⟨

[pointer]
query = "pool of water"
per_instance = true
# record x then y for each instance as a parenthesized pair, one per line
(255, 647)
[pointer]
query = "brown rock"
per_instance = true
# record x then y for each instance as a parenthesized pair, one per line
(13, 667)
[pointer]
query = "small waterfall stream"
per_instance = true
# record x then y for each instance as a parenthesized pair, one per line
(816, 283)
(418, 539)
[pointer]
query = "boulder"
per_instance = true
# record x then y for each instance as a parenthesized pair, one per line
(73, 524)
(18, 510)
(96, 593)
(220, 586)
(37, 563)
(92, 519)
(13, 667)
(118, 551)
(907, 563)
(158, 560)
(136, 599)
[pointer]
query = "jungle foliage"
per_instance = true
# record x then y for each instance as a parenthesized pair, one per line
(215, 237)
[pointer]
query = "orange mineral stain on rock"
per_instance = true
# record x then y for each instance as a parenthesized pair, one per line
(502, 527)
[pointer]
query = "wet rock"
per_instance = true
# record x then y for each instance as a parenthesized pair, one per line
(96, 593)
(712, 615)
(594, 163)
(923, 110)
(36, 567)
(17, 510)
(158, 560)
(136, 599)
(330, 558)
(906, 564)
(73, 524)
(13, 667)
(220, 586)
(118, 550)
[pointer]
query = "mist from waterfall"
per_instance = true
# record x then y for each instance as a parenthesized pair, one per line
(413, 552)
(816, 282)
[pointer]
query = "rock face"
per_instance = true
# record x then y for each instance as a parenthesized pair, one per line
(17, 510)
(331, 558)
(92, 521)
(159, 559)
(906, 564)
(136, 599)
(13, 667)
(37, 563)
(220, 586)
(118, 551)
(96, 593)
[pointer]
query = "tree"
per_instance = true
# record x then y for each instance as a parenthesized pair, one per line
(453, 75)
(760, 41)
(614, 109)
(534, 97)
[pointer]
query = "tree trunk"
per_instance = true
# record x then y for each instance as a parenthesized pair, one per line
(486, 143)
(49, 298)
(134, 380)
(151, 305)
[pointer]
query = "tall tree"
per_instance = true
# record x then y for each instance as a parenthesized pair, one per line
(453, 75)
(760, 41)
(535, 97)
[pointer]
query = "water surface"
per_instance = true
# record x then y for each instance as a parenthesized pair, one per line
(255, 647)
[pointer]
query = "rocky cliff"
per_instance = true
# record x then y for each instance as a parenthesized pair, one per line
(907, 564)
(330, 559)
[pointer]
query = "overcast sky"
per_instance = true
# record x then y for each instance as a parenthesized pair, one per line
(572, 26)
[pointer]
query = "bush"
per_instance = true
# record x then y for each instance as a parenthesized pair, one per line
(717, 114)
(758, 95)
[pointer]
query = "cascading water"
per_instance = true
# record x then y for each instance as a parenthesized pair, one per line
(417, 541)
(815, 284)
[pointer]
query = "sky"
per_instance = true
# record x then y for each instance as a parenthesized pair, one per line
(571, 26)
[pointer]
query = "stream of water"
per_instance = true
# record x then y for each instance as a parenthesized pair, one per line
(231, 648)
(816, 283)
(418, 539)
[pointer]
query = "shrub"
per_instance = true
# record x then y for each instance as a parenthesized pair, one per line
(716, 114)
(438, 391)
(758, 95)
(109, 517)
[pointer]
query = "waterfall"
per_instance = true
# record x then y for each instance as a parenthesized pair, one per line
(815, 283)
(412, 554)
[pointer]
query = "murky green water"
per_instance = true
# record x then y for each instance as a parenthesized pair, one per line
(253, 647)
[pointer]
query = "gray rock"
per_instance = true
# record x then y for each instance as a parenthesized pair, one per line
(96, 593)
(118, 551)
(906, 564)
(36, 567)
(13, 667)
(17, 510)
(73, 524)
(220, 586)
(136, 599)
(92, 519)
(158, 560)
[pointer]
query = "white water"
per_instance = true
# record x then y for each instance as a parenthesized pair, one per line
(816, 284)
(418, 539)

⟩
⟨

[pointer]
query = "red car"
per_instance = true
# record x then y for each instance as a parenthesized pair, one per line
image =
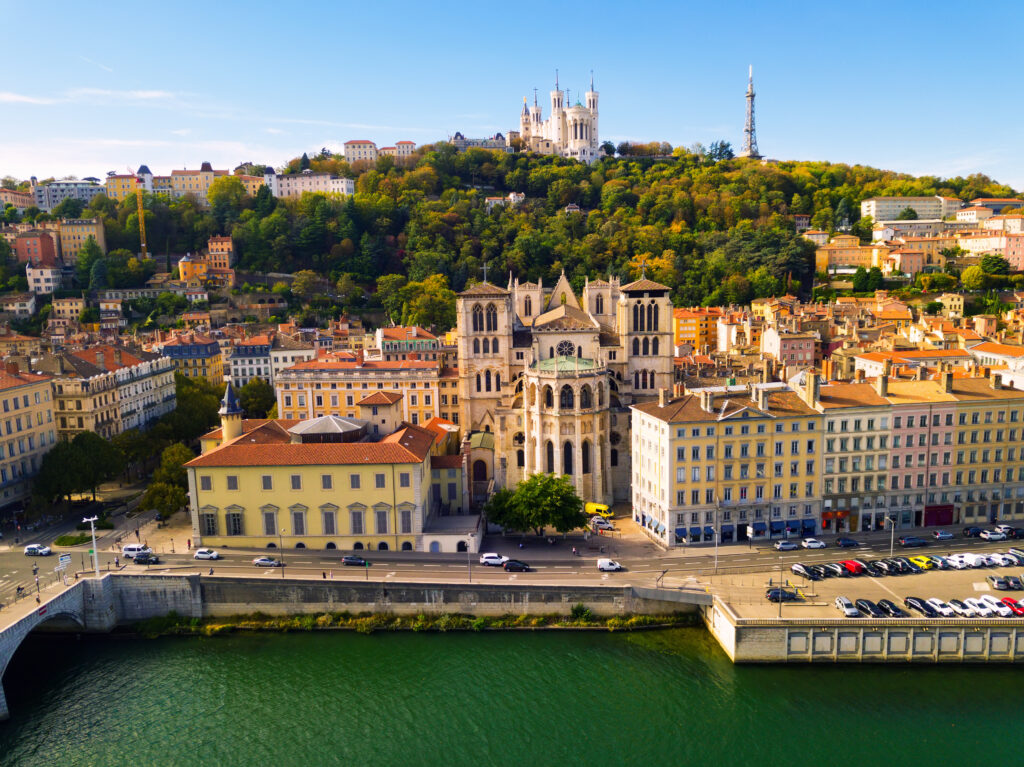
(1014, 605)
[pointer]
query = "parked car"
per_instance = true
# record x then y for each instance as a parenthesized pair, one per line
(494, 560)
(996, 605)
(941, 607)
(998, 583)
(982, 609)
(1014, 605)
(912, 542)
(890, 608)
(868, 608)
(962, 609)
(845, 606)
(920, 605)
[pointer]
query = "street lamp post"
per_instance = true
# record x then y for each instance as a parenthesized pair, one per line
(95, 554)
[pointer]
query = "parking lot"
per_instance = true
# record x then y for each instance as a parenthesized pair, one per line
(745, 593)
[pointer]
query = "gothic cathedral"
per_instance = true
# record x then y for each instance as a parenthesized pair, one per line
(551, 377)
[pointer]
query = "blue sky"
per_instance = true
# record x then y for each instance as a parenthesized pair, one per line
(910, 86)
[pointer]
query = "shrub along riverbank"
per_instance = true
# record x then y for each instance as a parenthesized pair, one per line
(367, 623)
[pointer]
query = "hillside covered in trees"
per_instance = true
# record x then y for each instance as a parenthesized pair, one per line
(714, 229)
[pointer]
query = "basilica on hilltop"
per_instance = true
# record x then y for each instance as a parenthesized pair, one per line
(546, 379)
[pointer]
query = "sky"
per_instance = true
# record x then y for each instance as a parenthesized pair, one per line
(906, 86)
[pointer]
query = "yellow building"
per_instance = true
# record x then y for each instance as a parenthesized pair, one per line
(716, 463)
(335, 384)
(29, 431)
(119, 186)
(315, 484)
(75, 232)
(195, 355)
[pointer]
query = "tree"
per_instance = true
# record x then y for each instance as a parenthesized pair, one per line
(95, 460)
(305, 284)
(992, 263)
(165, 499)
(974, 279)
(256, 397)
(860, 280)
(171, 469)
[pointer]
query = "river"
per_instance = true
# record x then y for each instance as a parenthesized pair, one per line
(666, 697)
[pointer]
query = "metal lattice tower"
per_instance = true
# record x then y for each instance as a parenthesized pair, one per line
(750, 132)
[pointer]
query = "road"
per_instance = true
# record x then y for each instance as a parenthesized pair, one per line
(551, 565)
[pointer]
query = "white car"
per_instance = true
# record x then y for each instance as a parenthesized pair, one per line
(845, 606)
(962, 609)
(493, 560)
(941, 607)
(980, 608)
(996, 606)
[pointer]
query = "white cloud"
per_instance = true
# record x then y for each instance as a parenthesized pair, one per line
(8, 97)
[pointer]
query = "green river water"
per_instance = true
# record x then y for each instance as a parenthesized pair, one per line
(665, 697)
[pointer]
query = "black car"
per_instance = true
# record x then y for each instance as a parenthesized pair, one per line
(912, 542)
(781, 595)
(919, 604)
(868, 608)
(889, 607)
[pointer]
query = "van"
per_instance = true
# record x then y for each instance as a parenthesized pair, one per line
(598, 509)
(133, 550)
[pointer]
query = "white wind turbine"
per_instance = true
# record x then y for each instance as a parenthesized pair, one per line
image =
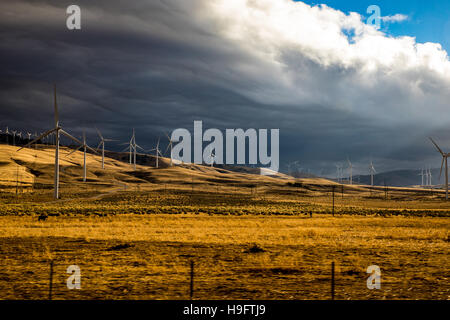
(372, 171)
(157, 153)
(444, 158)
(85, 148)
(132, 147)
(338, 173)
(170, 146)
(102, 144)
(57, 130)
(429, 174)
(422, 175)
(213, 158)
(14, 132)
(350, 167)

⟩

**GIVEN INSTRUCTION**
Locate each line in the records that contains the word "green" and copy those lines out in full.

**OUTPUT FOR THIS EXERCISE**
query = "murky green water"
query = "green river water"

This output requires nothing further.